- **Material for the task**
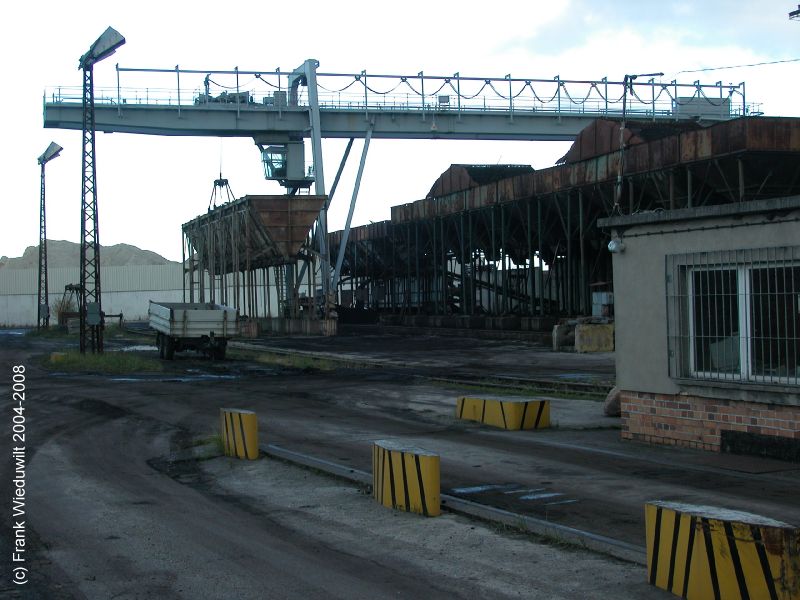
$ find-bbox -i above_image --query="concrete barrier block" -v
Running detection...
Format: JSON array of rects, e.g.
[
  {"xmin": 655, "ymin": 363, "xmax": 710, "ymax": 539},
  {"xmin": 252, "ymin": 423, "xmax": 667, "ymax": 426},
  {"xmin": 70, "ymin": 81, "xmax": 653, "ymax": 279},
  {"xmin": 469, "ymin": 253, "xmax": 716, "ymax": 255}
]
[
  {"xmin": 372, "ymin": 440, "xmax": 441, "ymax": 517},
  {"xmin": 456, "ymin": 396, "xmax": 550, "ymax": 429},
  {"xmin": 645, "ymin": 502, "xmax": 800, "ymax": 600},
  {"xmin": 575, "ymin": 323, "xmax": 614, "ymax": 352},
  {"xmin": 50, "ymin": 352, "xmax": 67, "ymax": 364},
  {"xmin": 219, "ymin": 408, "xmax": 258, "ymax": 460}
]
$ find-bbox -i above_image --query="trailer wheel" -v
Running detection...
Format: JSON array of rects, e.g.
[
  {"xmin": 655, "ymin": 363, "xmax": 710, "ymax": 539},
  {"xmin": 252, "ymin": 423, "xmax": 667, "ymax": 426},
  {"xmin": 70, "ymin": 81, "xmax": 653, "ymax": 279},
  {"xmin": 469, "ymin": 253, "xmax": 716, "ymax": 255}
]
[{"xmin": 161, "ymin": 335, "xmax": 175, "ymax": 360}]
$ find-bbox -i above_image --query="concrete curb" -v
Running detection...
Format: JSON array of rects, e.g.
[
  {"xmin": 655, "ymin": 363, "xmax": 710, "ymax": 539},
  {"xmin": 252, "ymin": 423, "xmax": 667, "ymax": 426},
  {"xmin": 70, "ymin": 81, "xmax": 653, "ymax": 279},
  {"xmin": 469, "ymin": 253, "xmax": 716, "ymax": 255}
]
[{"xmin": 260, "ymin": 444, "xmax": 647, "ymax": 566}]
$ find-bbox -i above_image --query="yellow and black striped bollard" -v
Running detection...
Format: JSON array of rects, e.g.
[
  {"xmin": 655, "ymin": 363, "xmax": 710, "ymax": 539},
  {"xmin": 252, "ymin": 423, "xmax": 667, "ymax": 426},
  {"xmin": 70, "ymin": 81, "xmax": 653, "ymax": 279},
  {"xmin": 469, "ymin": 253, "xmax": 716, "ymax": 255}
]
[
  {"xmin": 645, "ymin": 502, "xmax": 800, "ymax": 600},
  {"xmin": 456, "ymin": 396, "xmax": 550, "ymax": 429},
  {"xmin": 219, "ymin": 408, "xmax": 258, "ymax": 460},
  {"xmin": 372, "ymin": 440, "xmax": 441, "ymax": 517}
]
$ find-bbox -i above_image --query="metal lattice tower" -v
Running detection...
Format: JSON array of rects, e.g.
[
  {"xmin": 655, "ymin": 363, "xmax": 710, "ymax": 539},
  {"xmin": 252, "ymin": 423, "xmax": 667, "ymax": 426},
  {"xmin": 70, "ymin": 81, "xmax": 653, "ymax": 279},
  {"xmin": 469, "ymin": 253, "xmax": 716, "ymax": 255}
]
[
  {"xmin": 78, "ymin": 64, "xmax": 103, "ymax": 354},
  {"xmin": 36, "ymin": 162, "xmax": 50, "ymax": 329}
]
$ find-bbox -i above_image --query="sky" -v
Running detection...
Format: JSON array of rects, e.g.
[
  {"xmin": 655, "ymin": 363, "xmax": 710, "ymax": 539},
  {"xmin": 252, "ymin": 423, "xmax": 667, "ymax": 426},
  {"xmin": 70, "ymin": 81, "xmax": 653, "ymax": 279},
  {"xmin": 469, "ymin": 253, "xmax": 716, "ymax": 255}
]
[{"xmin": 0, "ymin": 0, "xmax": 800, "ymax": 260}]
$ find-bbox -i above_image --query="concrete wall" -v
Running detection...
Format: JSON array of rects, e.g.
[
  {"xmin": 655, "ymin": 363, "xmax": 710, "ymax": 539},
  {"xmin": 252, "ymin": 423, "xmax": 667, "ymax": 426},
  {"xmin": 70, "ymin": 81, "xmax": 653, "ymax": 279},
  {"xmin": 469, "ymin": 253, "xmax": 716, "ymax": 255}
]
[
  {"xmin": 613, "ymin": 204, "xmax": 800, "ymax": 394},
  {"xmin": 0, "ymin": 263, "xmax": 183, "ymax": 327}
]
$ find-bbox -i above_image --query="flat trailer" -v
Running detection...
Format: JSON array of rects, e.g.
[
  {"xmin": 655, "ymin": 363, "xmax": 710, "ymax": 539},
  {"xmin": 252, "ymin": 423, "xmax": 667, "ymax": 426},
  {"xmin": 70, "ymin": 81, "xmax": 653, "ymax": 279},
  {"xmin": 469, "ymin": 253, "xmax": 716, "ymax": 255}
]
[{"xmin": 147, "ymin": 300, "xmax": 239, "ymax": 360}]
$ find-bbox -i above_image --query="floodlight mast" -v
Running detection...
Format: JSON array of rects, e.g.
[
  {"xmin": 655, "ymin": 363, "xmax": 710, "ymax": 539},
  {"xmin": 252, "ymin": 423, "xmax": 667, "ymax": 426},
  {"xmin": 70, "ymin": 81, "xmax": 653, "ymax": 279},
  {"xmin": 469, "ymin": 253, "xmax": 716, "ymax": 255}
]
[
  {"xmin": 36, "ymin": 142, "xmax": 63, "ymax": 329},
  {"xmin": 78, "ymin": 27, "xmax": 125, "ymax": 354}
]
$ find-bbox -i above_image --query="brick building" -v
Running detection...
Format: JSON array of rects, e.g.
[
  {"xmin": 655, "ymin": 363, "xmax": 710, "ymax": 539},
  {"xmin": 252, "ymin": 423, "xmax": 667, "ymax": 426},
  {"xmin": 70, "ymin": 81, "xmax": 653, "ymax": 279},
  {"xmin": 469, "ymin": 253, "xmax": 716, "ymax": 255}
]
[{"xmin": 598, "ymin": 196, "xmax": 800, "ymax": 460}]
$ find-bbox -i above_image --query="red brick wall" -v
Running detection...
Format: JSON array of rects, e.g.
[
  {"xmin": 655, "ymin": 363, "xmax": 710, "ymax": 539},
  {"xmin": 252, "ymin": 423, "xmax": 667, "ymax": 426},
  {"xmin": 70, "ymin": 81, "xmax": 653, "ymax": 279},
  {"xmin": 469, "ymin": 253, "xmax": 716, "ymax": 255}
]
[{"xmin": 621, "ymin": 391, "xmax": 800, "ymax": 452}]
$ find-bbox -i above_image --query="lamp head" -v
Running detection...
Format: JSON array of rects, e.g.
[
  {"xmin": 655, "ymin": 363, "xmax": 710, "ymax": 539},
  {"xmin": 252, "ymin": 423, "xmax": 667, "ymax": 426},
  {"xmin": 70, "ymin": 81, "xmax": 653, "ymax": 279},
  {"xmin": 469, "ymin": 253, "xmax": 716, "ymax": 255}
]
[
  {"xmin": 38, "ymin": 142, "xmax": 63, "ymax": 165},
  {"xmin": 78, "ymin": 27, "xmax": 125, "ymax": 69}
]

- **Directions**
How many lines in the data above contain the string "brick", counting case-sensitively? Reply with the number only.

- **Right answer**
2